Update the data from the line containing "segment(query) marks the" through the line containing "274 291 L 273" by changing "lantern pole" to "street lamp" and leaving everything else as it is. Omit the pictures from your answer.

(Outline entries for images)

......

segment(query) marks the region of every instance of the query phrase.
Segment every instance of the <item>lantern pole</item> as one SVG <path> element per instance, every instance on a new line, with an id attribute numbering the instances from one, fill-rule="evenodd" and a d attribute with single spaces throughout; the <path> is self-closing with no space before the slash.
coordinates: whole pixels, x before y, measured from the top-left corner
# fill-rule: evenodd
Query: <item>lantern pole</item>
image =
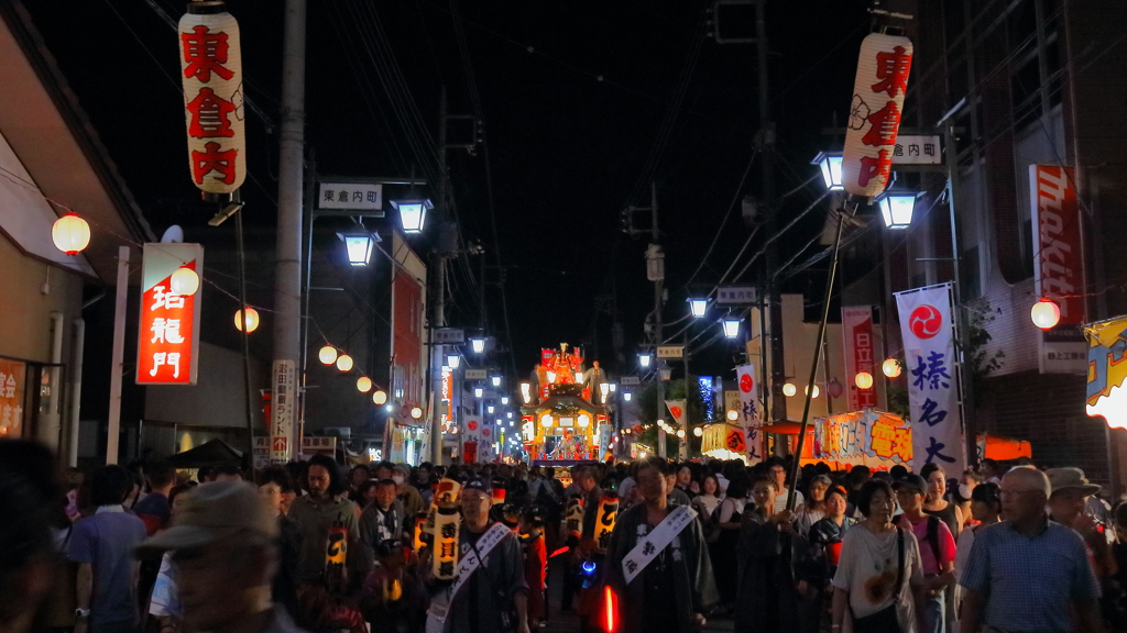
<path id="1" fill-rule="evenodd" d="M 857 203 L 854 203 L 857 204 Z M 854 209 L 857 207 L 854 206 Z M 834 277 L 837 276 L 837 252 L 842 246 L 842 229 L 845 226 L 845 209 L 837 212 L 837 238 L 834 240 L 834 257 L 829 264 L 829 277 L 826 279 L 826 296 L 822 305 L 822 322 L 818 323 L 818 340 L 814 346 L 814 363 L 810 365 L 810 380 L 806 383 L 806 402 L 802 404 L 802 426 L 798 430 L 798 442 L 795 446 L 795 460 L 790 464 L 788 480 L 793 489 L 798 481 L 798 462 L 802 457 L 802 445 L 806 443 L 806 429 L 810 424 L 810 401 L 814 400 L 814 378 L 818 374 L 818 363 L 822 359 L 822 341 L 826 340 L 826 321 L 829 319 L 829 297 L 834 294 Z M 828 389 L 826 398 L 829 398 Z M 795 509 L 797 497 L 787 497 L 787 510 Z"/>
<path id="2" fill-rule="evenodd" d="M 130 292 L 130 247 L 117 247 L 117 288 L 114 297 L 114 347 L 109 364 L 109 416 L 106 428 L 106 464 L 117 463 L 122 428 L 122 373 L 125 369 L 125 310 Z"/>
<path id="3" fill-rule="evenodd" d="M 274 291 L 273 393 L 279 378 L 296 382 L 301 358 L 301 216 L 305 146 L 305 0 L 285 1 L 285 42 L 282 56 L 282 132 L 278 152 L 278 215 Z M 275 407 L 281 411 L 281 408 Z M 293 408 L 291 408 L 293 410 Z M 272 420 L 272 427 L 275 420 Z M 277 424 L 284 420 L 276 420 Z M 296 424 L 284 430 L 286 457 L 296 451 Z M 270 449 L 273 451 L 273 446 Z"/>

......

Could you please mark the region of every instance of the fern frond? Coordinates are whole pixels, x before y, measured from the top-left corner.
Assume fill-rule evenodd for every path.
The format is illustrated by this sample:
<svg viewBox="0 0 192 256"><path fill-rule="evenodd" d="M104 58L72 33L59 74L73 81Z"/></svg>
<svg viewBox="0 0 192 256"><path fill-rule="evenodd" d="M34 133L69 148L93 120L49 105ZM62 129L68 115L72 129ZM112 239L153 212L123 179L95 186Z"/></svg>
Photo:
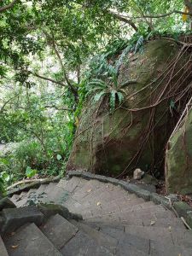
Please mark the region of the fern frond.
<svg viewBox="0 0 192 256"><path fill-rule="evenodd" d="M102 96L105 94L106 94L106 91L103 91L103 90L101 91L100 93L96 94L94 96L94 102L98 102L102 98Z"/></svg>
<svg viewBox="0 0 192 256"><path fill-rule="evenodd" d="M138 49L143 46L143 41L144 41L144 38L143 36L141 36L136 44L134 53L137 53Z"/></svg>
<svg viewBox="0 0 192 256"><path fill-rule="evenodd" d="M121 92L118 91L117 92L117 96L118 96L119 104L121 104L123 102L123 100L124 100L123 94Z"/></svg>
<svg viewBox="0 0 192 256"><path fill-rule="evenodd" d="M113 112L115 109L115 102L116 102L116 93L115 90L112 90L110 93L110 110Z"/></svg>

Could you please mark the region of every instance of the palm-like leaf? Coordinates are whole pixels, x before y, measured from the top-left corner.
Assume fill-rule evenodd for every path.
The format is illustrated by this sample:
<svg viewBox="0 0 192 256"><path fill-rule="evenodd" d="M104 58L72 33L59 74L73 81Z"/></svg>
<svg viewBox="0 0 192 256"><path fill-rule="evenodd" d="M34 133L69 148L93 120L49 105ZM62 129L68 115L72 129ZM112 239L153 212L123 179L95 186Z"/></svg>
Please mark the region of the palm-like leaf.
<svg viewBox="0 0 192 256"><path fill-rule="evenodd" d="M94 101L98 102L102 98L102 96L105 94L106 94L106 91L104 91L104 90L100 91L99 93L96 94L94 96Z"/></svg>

......

* _EXERCISE OUTPUT_:
segment(query) marks the region of every instance of the query phrase.
Segment every instance of the <item>street lamp</item> as one SVG <path> element per instance, every instance on a new line, with an id attribute numbering the instances from one, fill-rule="evenodd" and a d attribute with single spaces throughout; the <path> is self-closing with no space before the slash.
coordinates: whole pixels, x before y, measured from the top-left corner
# fill-rule: evenodd
Query: <item>street lamp</item>
image =
<path id="1" fill-rule="evenodd" d="M 857 203 L 854 203 L 857 204 Z M 854 209 L 857 207 L 854 206 Z M 834 277 L 837 276 L 837 252 L 842 246 L 842 229 L 845 226 L 845 209 L 837 212 L 837 238 L 834 240 L 834 257 L 829 264 L 829 277 L 826 279 L 826 296 L 822 305 L 822 322 L 818 323 L 818 340 L 814 346 L 814 363 L 810 365 L 810 380 L 806 383 L 806 402 L 802 404 L 802 426 L 798 430 L 798 442 L 795 446 L 795 460 L 790 464 L 788 480 L 793 489 L 798 481 L 798 462 L 802 457 L 802 445 L 806 443 L 806 429 L 810 424 L 810 401 L 814 400 L 814 378 L 818 374 L 818 363 L 822 359 L 822 341 L 826 340 L 826 321 L 829 319 L 829 297 L 834 294 Z M 828 389 L 826 398 L 829 398 Z M 795 509 L 797 497 L 787 497 L 787 510 Z"/>
<path id="2" fill-rule="evenodd" d="M 130 292 L 130 247 L 117 247 L 117 288 L 114 297 L 114 347 L 109 364 L 109 416 L 106 428 L 106 464 L 117 463 L 122 428 L 122 373 L 125 369 L 125 310 Z"/>
<path id="3" fill-rule="evenodd" d="M 274 291 L 273 393 L 279 378 L 296 382 L 301 358 L 301 216 L 305 146 L 305 0 L 285 1 L 285 42 L 282 56 L 282 132 L 278 152 L 278 215 Z M 275 407 L 281 411 L 281 408 Z M 293 408 L 291 408 L 293 410 Z M 272 420 L 272 427 L 275 420 Z M 277 424 L 284 420 L 276 420 Z M 296 424 L 284 430 L 286 457 L 296 451 Z M 270 449 L 273 451 L 273 446 Z"/>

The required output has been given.